Author:    Crosspay   |   May 25, 2020

Saving money is undoubtedly one of the most fruitful habits and highly rewarding in the long-term. Depending on how you save, for how long and how much, you may be able to earn a lot of money just on interest rates.
Before analysing the benefits (or lack of) of savings accounts, let’s take a look at some of the different types of savings accounts available.

Types of Savings accounts

Regular savings account

Regular savings account requires the user to deposit some amount of money every month with limited minimum and maximum deposits. It rewards you with the interest rates on the overall savings that you build up over time rather than paying your interests on your monthly deposits. For example, if you are depositing  £100 into your savings account every month for a year, it will calculate the interest rate on £12,000 at the end of the year. It also has limited options for withdrawing the cash during the course of time. You may also lose your interest rates if you miss your monthly deposits.
Hence, in addition to your regular savings account; it is also advisable to have emergency savings building up. Banks will often pay you higher rates if you already have an existing account with them. If you are regular with your monthly payments and have minimum withdrawals, there are chances that the bank may offer you better interest rates as a  bonus.

#### RECORD LIST:
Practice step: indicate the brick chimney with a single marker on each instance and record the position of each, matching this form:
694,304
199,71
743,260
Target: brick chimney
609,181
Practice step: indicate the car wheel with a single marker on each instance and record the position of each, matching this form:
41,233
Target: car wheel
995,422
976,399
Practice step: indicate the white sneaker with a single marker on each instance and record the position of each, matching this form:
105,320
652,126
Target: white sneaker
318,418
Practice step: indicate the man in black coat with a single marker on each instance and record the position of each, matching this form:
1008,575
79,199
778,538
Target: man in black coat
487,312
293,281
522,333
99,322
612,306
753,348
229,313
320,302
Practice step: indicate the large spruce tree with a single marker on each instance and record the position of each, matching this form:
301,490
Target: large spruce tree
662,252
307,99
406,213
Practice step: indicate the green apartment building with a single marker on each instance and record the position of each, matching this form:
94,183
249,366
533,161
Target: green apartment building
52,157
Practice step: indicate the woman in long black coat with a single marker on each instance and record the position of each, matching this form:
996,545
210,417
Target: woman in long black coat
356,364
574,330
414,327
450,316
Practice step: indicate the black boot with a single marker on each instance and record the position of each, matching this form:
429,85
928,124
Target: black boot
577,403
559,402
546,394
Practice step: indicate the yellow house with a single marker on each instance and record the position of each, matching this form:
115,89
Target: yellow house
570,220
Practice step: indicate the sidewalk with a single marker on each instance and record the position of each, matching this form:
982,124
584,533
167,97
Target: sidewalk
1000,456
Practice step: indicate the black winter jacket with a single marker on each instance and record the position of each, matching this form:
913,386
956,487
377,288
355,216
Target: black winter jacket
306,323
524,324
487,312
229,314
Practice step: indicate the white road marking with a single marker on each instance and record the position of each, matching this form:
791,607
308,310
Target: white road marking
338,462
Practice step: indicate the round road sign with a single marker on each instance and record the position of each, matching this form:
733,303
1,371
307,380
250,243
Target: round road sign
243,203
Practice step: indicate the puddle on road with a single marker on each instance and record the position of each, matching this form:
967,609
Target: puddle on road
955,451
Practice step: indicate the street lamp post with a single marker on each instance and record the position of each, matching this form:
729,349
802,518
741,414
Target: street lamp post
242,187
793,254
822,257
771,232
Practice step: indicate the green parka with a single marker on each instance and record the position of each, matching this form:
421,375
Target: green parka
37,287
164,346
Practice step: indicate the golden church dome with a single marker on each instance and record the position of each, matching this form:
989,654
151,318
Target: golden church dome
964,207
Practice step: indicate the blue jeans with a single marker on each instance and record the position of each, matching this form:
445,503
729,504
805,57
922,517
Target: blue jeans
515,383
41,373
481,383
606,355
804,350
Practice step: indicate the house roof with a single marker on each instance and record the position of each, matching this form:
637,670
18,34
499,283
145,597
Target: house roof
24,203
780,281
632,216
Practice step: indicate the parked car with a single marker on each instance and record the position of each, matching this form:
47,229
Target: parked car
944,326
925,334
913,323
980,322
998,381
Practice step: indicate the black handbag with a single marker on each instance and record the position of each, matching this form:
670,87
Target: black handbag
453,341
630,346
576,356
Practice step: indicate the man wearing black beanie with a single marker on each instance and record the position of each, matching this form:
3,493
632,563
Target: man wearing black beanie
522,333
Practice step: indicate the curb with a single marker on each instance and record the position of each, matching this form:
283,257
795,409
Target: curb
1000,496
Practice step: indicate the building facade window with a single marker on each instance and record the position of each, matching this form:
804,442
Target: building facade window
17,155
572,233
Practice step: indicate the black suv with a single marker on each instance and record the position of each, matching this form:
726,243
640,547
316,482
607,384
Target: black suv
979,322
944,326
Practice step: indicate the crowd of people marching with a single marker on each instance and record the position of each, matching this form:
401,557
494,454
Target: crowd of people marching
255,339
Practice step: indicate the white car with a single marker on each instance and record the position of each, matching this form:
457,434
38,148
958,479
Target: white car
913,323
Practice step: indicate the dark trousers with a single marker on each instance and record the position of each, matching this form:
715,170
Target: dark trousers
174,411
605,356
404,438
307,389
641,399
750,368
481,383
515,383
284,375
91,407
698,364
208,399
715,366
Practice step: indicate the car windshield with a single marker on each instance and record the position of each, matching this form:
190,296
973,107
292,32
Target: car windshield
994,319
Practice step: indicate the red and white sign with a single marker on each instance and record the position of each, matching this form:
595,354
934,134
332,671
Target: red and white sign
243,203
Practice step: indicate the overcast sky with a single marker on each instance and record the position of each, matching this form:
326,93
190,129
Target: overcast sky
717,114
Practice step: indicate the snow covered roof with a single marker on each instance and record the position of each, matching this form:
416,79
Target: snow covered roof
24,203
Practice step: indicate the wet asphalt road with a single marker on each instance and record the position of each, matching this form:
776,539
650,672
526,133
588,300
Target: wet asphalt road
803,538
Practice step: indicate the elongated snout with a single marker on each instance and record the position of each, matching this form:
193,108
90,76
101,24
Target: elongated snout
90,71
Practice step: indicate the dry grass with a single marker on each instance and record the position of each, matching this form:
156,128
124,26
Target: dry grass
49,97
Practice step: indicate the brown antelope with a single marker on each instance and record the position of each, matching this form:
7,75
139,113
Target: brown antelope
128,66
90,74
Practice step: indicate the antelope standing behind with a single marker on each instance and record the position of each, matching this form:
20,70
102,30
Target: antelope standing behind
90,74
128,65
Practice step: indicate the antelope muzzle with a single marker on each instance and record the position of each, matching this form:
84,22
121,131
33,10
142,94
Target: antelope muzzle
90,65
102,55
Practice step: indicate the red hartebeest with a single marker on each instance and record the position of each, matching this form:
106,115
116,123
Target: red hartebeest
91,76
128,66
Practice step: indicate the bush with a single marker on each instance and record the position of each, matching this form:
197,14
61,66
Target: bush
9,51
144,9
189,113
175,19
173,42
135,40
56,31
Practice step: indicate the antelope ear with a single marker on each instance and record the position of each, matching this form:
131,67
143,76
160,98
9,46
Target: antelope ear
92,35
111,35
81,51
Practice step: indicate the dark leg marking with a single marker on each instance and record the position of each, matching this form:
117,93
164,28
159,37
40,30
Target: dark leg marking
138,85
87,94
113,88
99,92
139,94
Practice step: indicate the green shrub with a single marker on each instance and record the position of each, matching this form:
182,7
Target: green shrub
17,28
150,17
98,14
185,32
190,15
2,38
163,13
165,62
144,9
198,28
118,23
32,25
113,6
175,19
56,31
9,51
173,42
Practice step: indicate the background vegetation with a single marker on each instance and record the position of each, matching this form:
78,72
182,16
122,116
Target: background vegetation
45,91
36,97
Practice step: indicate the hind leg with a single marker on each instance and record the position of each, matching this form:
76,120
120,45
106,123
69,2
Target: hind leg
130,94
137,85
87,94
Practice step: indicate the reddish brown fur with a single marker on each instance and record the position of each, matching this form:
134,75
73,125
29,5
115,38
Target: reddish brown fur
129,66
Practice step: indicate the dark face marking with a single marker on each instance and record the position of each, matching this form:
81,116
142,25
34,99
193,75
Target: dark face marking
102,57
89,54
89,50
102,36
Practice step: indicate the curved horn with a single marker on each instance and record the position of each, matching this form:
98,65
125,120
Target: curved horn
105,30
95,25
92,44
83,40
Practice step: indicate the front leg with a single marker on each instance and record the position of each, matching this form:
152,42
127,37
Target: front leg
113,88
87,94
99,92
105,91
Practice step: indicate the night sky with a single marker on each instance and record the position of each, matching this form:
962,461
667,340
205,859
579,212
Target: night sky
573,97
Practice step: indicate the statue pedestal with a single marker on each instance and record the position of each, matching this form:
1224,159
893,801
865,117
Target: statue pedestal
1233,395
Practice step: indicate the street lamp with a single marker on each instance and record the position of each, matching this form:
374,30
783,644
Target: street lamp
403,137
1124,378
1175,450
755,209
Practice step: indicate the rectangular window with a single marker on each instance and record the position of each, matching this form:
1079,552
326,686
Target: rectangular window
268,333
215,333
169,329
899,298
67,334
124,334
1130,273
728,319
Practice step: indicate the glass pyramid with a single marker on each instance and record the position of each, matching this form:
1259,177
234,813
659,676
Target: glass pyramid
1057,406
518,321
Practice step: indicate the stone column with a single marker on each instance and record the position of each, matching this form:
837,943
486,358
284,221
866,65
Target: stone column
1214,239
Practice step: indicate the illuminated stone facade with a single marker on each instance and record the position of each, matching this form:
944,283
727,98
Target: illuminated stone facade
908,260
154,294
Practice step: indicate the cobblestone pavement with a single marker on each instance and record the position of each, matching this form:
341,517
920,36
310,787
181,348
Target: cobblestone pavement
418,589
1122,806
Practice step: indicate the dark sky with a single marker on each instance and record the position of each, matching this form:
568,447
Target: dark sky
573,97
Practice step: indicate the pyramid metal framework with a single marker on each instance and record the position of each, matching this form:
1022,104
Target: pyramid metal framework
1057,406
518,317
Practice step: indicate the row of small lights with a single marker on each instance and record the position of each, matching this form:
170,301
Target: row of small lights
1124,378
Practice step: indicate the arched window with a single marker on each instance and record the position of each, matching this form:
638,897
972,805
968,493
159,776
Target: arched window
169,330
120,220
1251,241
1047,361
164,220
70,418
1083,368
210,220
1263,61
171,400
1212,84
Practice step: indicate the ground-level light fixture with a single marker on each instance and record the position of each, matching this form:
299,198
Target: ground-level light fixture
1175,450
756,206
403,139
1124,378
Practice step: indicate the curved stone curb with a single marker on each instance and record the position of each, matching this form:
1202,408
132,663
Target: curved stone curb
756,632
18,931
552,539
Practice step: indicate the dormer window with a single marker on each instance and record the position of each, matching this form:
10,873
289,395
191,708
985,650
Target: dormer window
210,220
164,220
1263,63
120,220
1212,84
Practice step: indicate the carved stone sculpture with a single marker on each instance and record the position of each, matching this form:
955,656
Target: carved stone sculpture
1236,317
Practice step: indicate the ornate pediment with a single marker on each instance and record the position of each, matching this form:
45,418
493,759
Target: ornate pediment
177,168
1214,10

#### TASK INSTRUCTIONS:
• 1. According to the savings accounts text, what may you lose if you miss your monthly deposits into a regular savings account?
• 2. Please quote the savings accounts text word for word, beginning at the words "Saving money is" and stopping after "savings accounts available.".
The material that comes after the savings accounts text is separate from it.

#### ANSWERS TO THE TASKS:
• 1. You may lose your interest rates.

• 2.
Saving money is undoubtedly one of the most fruitful habits and highly rewarding in the long-term. Depending on how you save, for how long and how much, you may be able to earn a lot of money just on interest rates.
Before analysing the benefits (or lack of) of savings accounts, let’s take a look at some of the different types of savings accounts available.